ACTION ITEM:
Below are the entries; output exactly the lines from the one containing "Mark the pink" through the final line, inclusive.

RECORDS SUPPLIED:
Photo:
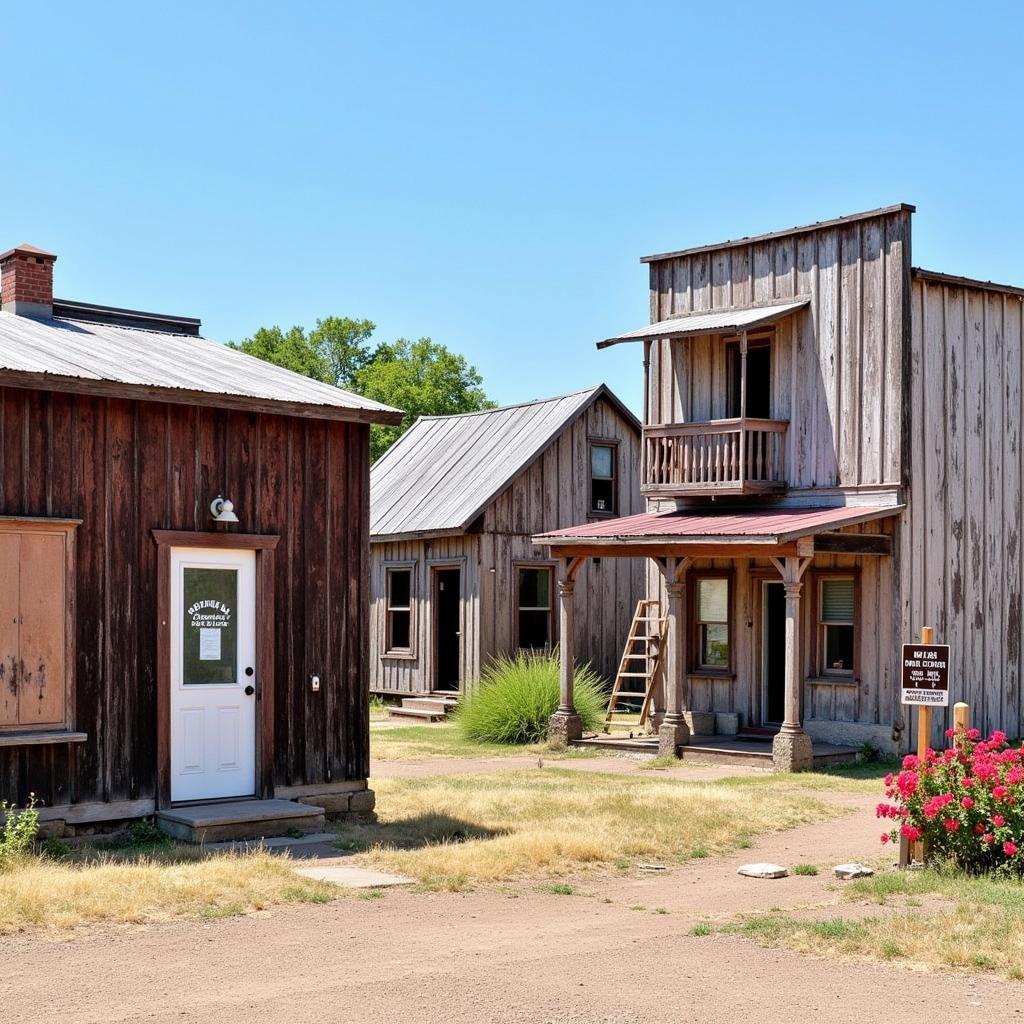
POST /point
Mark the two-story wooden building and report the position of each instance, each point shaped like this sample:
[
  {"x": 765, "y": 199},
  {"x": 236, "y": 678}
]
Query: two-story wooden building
[
  {"x": 832, "y": 460},
  {"x": 456, "y": 578},
  {"x": 183, "y": 572}
]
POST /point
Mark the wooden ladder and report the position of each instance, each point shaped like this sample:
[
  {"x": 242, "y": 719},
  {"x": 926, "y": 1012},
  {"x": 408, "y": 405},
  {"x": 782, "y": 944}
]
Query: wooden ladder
[{"x": 644, "y": 647}]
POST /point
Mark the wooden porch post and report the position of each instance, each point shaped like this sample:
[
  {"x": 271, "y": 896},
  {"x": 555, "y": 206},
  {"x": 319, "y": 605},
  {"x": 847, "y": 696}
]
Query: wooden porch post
[
  {"x": 674, "y": 731},
  {"x": 565, "y": 723},
  {"x": 792, "y": 748}
]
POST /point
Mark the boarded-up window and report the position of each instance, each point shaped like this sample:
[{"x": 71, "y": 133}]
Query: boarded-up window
[
  {"x": 399, "y": 609},
  {"x": 712, "y": 614},
  {"x": 602, "y": 479},
  {"x": 837, "y": 604},
  {"x": 534, "y": 607},
  {"x": 36, "y": 574}
]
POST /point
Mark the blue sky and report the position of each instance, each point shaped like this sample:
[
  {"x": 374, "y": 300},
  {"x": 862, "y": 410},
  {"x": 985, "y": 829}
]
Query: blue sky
[{"x": 488, "y": 174}]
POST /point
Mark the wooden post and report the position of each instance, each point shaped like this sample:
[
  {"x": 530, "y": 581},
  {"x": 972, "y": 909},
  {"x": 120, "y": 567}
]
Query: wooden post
[
  {"x": 674, "y": 732},
  {"x": 565, "y": 723},
  {"x": 792, "y": 748},
  {"x": 924, "y": 737}
]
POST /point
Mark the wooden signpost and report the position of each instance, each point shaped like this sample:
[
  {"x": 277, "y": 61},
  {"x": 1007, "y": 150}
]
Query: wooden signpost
[{"x": 925, "y": 683}]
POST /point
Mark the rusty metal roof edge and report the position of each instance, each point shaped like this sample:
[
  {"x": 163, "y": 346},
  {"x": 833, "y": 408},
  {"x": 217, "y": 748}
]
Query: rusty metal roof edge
[{"x": 769, "y": 236}]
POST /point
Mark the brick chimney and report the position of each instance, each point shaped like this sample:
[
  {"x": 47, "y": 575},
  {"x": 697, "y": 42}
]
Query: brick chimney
[{"x": 27, "y": 281}]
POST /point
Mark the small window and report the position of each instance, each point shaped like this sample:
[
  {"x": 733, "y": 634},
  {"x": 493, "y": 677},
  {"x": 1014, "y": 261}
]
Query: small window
[
  {"x": 399, "y": 609},
  {"x": 836, "y": 597},
  {"x": 602, "y": 479},
  {"x": 534, "y": 607},
  {"x": 713, "y": 623}
]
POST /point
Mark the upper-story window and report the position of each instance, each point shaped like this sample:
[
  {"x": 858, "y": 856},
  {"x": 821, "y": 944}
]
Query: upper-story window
[
  {"x": 603, "y": 478},
  {"x": 758, "y": 378}
]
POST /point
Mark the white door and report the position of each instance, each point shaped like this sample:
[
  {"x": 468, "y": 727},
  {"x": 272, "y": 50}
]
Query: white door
[{"x": 213, "y": 681}]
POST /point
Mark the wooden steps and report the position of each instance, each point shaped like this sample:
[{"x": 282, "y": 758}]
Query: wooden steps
[
  {"x": 629, "y": 705},
  {"x": 425, "y": 709}
]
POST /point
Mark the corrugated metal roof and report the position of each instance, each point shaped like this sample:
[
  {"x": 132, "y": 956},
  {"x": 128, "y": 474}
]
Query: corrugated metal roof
[
  {"x": 776, "y": 525},
  {"x": 108, "y": 359},
  {"x": 445, "y": 470},
  {"x": 713, "y": 322}
]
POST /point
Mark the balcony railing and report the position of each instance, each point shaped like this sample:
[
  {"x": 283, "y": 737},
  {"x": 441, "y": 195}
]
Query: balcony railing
[{"x": 731, "y": 457}]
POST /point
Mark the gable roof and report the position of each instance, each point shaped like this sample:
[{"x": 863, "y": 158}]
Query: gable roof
[
  {"x": 444, "y": 470},
  {"x": 108, "y": 359}
]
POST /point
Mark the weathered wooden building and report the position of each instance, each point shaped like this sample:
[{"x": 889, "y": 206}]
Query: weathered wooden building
[
  {"x": 832, "y": 460},
  {"x": 456, "y": 578},
  {"x": 159, "y": 647}
]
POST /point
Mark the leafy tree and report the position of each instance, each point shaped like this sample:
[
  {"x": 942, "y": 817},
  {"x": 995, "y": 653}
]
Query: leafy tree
[
  {"x": 334, "y": 351},
  {"x": 422, "y": 378}
]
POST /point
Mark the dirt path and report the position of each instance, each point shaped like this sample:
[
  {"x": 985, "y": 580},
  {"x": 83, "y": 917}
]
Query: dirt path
[{"x": 493, "y": 956}]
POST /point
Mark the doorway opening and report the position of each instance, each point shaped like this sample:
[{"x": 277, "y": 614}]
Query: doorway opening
[
  {"x": 448, "y": 628},
  {"x": 772, "y": 652}
]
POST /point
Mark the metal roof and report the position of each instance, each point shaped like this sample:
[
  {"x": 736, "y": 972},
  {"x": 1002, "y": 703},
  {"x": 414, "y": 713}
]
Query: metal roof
[
  {"x": 713, "y": 322},
  {"x": 849, "y": 218},
  {"x": 770, "y": 526},
  {"x": 122, "y": 361},
  {"x": 444, "y": 470}
]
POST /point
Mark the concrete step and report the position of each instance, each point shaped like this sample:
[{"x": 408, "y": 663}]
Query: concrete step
[{"x": 240, "y": 819}]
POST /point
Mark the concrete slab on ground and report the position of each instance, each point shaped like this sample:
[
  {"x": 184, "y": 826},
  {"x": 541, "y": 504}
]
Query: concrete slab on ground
[{"x": 353, "y": 878}]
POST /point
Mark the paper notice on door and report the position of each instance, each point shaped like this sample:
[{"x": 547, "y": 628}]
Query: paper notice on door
[{"x": 209, "y": 645}]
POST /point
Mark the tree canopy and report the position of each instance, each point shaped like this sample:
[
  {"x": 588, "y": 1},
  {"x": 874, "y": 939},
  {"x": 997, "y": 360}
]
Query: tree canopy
[{"x": 422, "y": 378}]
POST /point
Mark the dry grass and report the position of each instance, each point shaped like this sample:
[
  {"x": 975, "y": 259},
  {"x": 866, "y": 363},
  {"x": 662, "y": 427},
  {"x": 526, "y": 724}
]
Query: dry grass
[
  {"x": 928, "y": 920},
  {"x": 389, "y": 741},
  {"x": 46, "y": 895},
  {"x": 450, "y": 832}
]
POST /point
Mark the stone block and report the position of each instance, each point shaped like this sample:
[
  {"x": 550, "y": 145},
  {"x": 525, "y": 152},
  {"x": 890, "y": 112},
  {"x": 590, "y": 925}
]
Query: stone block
[{"x": 792, "y": 752}]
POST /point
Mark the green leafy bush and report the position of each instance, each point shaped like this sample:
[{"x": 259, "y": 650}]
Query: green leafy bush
[
  {"x": 19, "y": 830},
  {"x": 517, "y": 695}
]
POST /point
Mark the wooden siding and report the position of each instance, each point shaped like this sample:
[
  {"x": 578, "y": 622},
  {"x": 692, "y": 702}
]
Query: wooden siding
[
  {"x": 125, "y": 468},
  {"x": 962, "y": 529},
  {"x": 550, "y": 494},
  {"x": 870, "y": 699},
  {"x": 838, "y": 366}
]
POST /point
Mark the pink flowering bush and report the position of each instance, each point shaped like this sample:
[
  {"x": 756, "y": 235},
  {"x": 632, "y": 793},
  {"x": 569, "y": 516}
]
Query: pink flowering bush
[{"x": 966, "y": 803}]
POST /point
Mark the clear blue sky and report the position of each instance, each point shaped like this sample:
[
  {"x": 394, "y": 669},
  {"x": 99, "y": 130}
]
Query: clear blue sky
[{"x": 488, "y": 174}]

TASK OUTPUT:
Mark the pink flowering bush and report the position of each instance, each point shaped like this sample:
[
  {"x": 756, "y": 235},
  {"x": 632, "y": 793},
  {"x": 569, "y": 516}
]
Query: pink flowering bush
[{"x": 966, "y": 803}]
POST /point
Mark the clear blue sky and report the position of each instance, each point shaped like this sample:
[
  {"x": 394, "y": 669},
  {"x": 99, "y": 130}
]
Query: clear blue sky
[{"x": 488, "y": 174}]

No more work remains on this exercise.